[Items in a dataset]

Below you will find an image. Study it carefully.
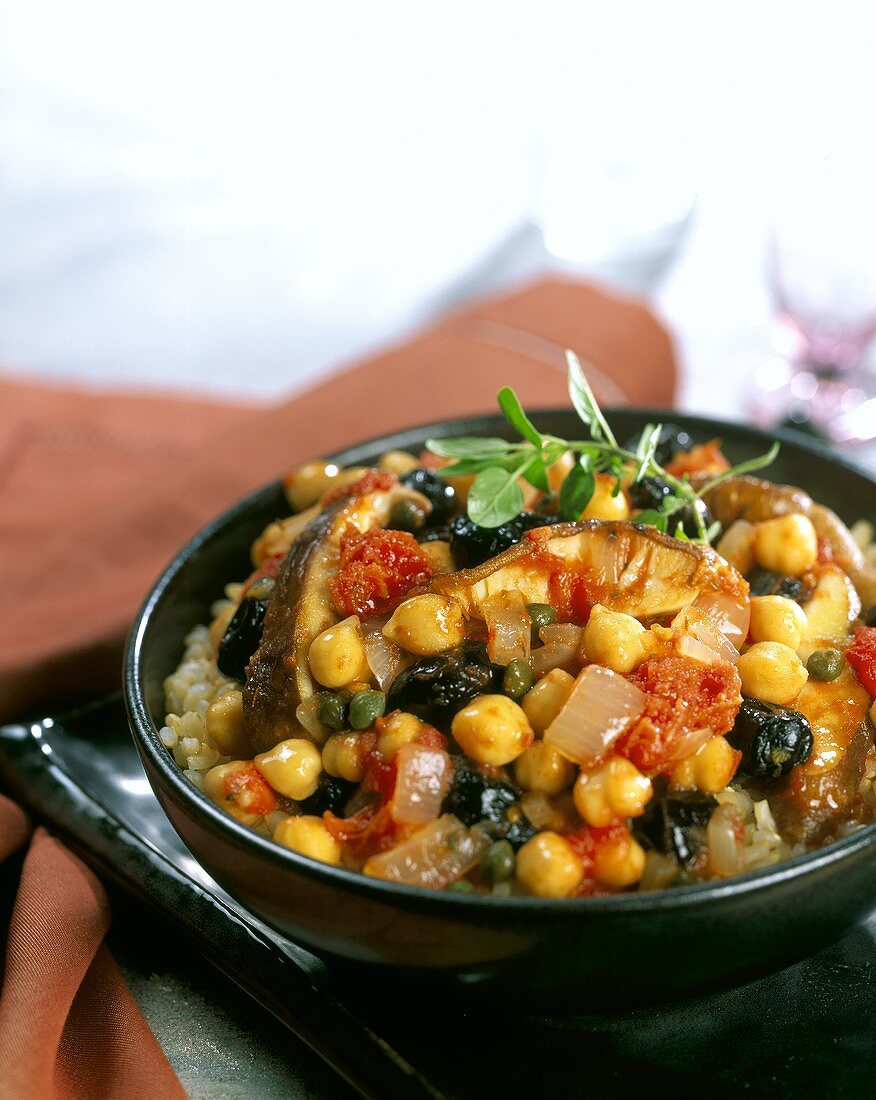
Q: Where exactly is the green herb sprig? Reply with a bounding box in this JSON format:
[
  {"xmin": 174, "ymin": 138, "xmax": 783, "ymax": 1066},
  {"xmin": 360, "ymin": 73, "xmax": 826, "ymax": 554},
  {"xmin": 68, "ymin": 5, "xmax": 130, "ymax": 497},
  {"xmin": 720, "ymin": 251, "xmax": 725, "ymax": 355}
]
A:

* * *

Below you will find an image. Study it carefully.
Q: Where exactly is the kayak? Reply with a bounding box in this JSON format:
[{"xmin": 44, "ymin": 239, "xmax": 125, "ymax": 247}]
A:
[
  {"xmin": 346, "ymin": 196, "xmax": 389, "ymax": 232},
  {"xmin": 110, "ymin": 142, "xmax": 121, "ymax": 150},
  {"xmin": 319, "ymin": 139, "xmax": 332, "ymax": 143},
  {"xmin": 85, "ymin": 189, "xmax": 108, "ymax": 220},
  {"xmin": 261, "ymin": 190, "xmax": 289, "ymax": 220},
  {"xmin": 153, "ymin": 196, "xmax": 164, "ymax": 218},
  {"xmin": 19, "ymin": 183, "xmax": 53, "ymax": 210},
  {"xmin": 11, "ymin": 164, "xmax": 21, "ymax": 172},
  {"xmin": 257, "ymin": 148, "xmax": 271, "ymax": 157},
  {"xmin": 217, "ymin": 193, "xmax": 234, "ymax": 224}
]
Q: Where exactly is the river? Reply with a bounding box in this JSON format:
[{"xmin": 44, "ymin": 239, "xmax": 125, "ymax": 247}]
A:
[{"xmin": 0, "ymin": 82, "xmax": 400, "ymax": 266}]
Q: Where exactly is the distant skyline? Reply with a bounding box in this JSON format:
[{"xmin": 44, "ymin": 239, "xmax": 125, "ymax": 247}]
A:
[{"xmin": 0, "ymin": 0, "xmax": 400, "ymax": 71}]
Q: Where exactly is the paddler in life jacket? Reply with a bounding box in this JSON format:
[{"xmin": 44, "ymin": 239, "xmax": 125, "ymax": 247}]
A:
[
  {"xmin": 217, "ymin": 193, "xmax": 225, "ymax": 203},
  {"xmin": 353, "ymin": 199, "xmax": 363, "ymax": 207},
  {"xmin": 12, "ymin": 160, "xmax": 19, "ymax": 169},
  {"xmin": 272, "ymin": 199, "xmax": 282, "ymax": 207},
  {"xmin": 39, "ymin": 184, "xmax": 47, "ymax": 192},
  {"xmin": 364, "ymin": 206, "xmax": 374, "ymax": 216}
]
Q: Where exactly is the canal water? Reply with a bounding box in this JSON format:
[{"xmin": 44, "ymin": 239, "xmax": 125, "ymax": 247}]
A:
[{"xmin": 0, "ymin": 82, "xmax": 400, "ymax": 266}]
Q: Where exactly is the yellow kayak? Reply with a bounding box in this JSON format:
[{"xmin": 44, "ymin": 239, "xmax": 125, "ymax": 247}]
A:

**Do this:** Extract each line of the entries above that contains the word "Where".

**Finished answer:**
Q: Where exactly is the green herb sprig? Reply with a bounding box in this JSON format:
Q: Where exactly is the kayak? Reply with a bounding box in this JSON format:
Q: Where exactly is the river? Reply with a bounding box in this JSON format:
Q: Where exactly is the distant skyline? Reply with a bounding box in this JSON format:
Q: Where exactly is the paddler in life jacket? Reply with a bounding box in this JSON format:
Q: Where exactly is the canal water? Reply with a bounding box in this JSON format:
Q: Where exactly is the yellow kayak? Reply with a bounding box in this JSON format:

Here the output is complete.